Monday 30 September 2019

Autumn Cruise: Day 22

We had a very nice evening last night, with Helen and Andy from the Jam Butty visiting us for dinner.  There was lots of boating chat and it was great to catch up with them.  Sunday night in Birmingham is pretty quiet too, so we slept well.  This morning was bright but much cooler than of late.  We set off just after 8, heading round the corner and through Gas Street Basin and Worcester Bar, the start of the Worcs and Birmingham Canal.

We stopped at the water point — well, just beyond the water point as there was a boat which had moored on it overnight — at Holiday Wharf.  We got a wash load going and while the tank filled I went to the little Tesco at the Mailbox for perishables.  It was around 9.15 when we set off again.  It was 2011 when we last came along here on Briar Rose, so a few things have changed.  Edgbaston Tunnel is now single way working, thanks to a widened tow path; I don’t begrudge the tow path users the extra space — it’s very busy with walkers, runners, and cyclists, and it’s not as though boaters are being hugely inconvenienced.

Last time, the road under the new aqueduct was just being built.  Now it’s not only busy, but surrounded by new buildings which rather block out the views of the university.

At King’s Norton Junction, we turned sharp left onto the North Stratford Canal. The Junction House, which was damaged by a fire, is enclosed in scaffolding and sheeting, undergoing repairs.  As we did the turn a boat was coming through the former stop lock, and as we got closer another one appeared.  Then it was our turn.  These days, there’s no actual lock.

The North Stratford seems like pretty slow going, with even bridges in short supply at times.  We were even denied the excitement of stopping the traffic by lifting the Shirley Drawbridge as it’s currently stuck open, and the road is closed.

We were being caught up by an old motor and butty, so we waved them past.

In the end, it meant they did the next lift bridge and also let us through.  It had begun to rain, pretty much on schedule, so we stopped at around 3, just past Swallow Cruisers and before the lift bridge at the top of Lapworth Locks.  We have lit the fire for the first time this trip.

16 miles, 0 locks.  (229 miles, 216 locks)

Sunday 29 September 2019

Autumn Cruise: Day 21

We knew we had a few miles and three locks to do to get into Birmingham, and we thought we’d probably get wet doing them.  It rained all yesterday evening, on and off through the night, and early this morning.  But it wasn’t actually raining while we had breakfast, so we set off.  At which point it started again.  We went through Tipton Junction and over the aqueduct over the Netherton Branch.  The plan had been that if it wasn’t raining too much when we got to Brades Hall Junction, we’d turn off and go down the Brades Locks.  It had stopped, so we made the turn.

> [Dataset extract]
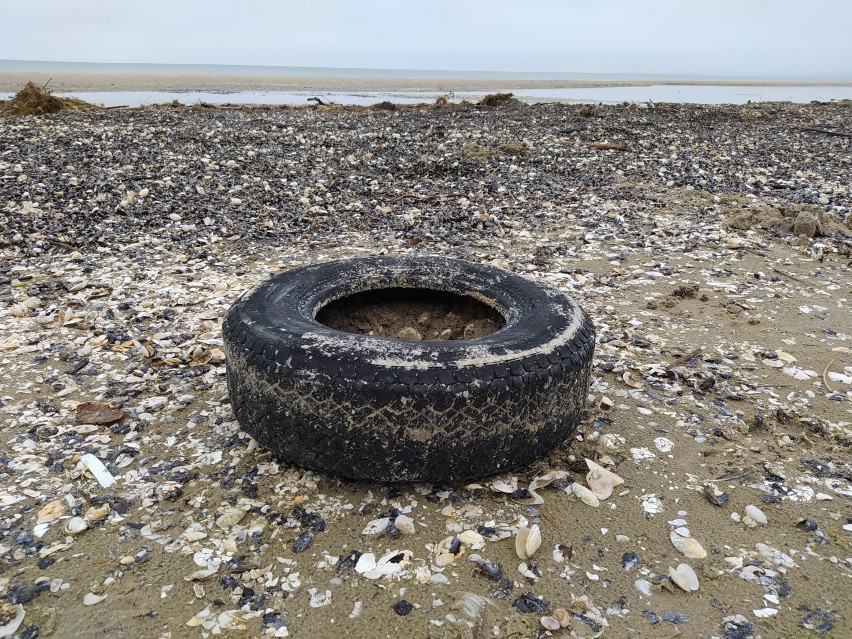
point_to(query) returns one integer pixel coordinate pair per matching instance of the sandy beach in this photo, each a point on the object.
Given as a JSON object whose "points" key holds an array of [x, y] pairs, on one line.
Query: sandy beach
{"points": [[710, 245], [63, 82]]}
...
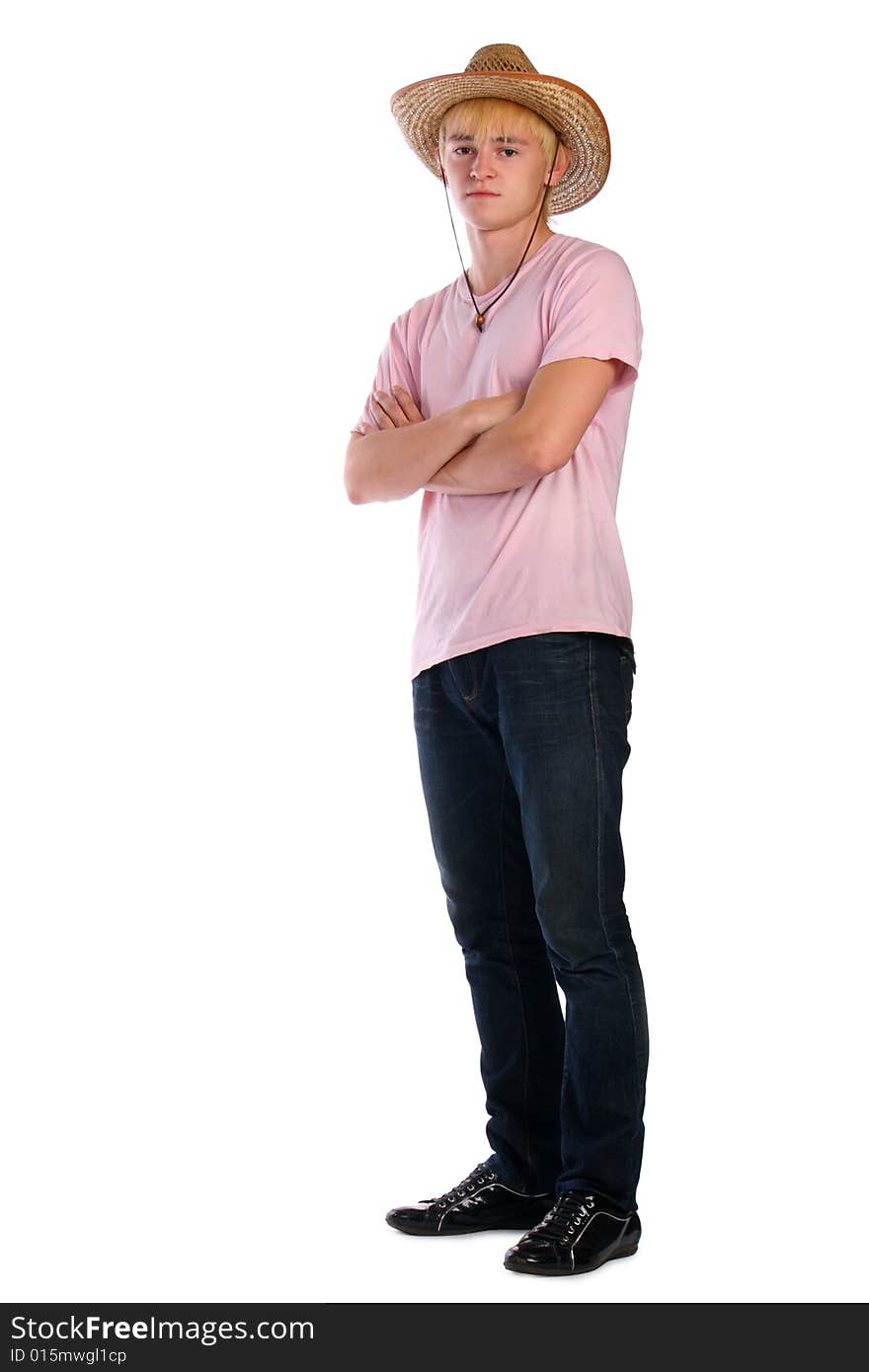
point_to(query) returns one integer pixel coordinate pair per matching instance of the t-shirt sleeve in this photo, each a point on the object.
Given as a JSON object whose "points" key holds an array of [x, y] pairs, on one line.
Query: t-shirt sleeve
...
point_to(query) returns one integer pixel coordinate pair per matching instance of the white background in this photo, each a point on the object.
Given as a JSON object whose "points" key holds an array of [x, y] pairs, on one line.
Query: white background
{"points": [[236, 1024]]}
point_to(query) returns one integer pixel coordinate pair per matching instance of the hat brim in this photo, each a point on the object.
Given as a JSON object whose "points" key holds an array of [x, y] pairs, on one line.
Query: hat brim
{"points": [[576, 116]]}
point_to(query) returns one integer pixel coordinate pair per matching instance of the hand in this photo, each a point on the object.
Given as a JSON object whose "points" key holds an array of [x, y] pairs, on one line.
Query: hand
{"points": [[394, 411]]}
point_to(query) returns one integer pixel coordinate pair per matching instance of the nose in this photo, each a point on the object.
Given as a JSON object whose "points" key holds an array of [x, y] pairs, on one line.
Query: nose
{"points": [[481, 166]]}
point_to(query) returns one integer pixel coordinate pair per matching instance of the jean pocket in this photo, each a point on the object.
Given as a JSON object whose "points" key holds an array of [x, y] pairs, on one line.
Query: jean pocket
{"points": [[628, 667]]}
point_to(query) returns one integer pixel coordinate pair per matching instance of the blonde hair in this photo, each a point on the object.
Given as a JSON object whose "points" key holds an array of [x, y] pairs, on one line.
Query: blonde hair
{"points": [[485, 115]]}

> [Written request 1] In the canal diary, at about what time did the boat set off again after the stop at Holiday Wharf?
> [Written request 2] Print the part of the canal diary that begins at the words "The North Stratford seems" and stops after "waved them past.".

> [Correct answer 1] Around 9.15.

> [Correct answer 2]
The North Stratford seems like pretty slow going, with even bridges in short supply at times.  We were even denied the excitement of stopping the traffic by lifting the Shirley Drawbridge as it’s currently stuck open, and the road is closed.

We were being caught up by an old motor and butty, so we waved them past.